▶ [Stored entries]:

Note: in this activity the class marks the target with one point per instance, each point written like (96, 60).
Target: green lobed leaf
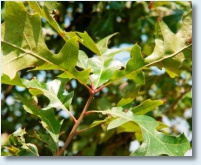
(102, 67)
(87, 41)
(164, 49)
(47, 117)
(154, 143)
(24, 47)
(18, 145)
(146, 106)
(53, 90)
(45, 12)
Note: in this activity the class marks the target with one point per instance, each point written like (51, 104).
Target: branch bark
(77, 123)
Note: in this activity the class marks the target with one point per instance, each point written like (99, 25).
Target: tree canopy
(138, 56)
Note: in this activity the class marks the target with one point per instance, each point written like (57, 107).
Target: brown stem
(73, 131)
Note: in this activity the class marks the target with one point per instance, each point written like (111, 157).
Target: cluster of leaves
(23, 47)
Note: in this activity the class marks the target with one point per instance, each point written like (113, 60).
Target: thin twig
(73, 131)
(81, 130)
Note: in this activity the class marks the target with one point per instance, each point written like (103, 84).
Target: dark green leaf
(24, 46)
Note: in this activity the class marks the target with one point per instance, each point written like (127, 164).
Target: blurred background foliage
(134, 22)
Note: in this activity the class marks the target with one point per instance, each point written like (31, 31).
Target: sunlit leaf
(154, 143)
(24, 47)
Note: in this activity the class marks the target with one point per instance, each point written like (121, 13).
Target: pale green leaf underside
(154, 143)
(19, 147)
(53, 90)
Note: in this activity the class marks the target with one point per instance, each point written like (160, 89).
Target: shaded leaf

▶ [WHAT IS REQUIRED]: From the first line above to the last, copy the records exactly but omit the pictures.

▶ [REPLY]:
Note: in this activity the class marks the target with one point per instance, each point written like (96, 60).
Target: green lobed leaf
(102, 67)
(87, 41)
(164, 49)
(47, 117)
(154, 143)
(24, 47)
(18, 145)
(146, 106)
(53, 90)
(45, 12)
Note: in this activity the class marks the target with one point per instance, each point written like (51, 104).
Target: branch bark
(77, 123)
Note: in this activity the class marks the target with one point per instance, each point written like (99, 25).
Target: tree canopy
(138, 56)
Note: in this activity the class marks the target with one point per instance, each point written like (57, 107).
Target: brown stem
(73, 131)
Note: in this activity the class marks the target with one point per instance, each point written like (111, 157).
Target: cluster of leaves
(23, 47)
Note: in this activity the class marks the target with one point per instance, each point written like (113, 60).
Target: thin twig
(73, 131)
(81, 130)
Note: in this activity the class marks the target with one point per instance, each point written like (103, 84).
Target: dark green leaf
(24, 46)
Note: in this activity the class marks the target with one point per instance, each point written like (127, 164).
Target: blurred background foliage
(134, 22)
Note: in this activity the class marks the target with one point per instance, each point written like (31, 31).
Target: sunlit leaf
(154, 143)
(24, 47)
Note: in this activity the class marks the target with one point per instance, each point written like (121, 13).
Target: pale green leaf underside
(154, 143)
(19, 147)
(53, 90)
Note: in this activity the class marks the target with one point per instance, each point written like (160, 89).
Target: shaded leaf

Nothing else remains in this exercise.